╭─ Document excerpt

Articles of Interest

GOP Unified Control Still Means Divided Congress

The demise of the Republican effort to repeal the 2010 health care law put an exclamation point on what has become obvious in Washington: The GOP, for all its enthusiasm following its election win last year, is too riven with dissension to meet ambitious goals it set out for itself.

And President Donald Trump seems to have oversold his skills as a deal-maker.

“On delivering on their campaign promises, it’s hard to pat them on the back and tell them they’ve done a good job,” said Sam Geduldig, a former aide to House Speaker John A. Boehner of Ohio, now a partner at the CGCN Group lobbying firm.

That said, the downfall of the Senate health care effort has obscured the achievements Congress has had.

History shows that “it is a mistake to expect big-ticket legislative accomplishments during the early months of presidents newly elected to the office,” said David Mayhew, the Yale political scientist who is perhaps America’s foremost student of congressional productivity.

The exceptions come in moments of crisis, such as early 1933, when President Franklin D. Roosevelt signed landmark legislation to regulate the sale of stock in response to the Great Depression, or early 2009, when President Barack Obama got his stimulus bill to revive an ailing economy.

Obama didn’t sign his health care law or his financial regulatory overhaul, Dodd-Frank, until his second year in office. President George W. Bush got a tax cut across the finish line in June of his first year but didn’t sign the biggest policy victory of his first Congress, the No Child Left Behind law, until January of the following year.

╰─
╭─ Provided material

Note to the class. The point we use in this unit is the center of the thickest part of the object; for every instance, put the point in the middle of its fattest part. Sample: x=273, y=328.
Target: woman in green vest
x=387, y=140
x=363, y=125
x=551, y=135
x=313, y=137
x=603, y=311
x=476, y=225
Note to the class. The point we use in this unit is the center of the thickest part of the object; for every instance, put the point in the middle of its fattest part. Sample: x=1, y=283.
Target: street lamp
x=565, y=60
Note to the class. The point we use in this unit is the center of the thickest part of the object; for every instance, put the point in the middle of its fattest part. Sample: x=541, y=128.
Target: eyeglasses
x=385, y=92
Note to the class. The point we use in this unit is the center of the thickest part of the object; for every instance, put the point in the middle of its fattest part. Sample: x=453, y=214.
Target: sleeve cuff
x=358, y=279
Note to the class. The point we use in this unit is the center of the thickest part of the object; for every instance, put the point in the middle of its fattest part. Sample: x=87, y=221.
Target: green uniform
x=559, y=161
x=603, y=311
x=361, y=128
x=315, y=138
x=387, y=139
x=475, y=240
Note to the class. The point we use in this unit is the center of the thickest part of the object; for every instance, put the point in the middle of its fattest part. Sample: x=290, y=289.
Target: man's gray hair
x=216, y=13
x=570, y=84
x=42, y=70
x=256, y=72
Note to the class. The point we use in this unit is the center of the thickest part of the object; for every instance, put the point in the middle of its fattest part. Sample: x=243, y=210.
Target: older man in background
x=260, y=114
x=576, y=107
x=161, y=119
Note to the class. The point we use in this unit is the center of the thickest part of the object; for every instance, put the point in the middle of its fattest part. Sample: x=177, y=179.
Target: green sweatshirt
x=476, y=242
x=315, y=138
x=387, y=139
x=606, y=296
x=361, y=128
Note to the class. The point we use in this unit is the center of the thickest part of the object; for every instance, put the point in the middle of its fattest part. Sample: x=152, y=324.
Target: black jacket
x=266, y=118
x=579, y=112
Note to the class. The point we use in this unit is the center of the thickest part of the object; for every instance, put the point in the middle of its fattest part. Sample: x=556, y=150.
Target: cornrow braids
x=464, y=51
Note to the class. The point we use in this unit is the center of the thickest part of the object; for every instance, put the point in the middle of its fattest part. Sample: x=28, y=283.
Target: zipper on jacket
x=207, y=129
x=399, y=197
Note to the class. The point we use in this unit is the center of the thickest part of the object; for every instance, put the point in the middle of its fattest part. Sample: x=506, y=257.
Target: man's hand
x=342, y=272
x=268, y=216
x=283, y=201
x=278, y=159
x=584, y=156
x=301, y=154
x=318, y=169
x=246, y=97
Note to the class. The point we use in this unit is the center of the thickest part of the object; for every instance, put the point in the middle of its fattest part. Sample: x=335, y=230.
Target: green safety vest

╰─

• **Exercise details**
Extract the passage of the article on the divided Republican Congress between "Articles of Interest" and "as a deal-maker.", inclusive.

• **Exercise result**
Articles of Interest

GOP Unified Control Still Means Divided Congress

The demise of the Republican effort to repeal the 2010 health care law put an exclamation point on what has become obvious in Washington: The GOP, for all its enthusiasm following its election win last year, is too riven with dissension to meet ambitious goals it set out for itself.

And President Donald Trump seems to have oversold his skills as a deal-maker.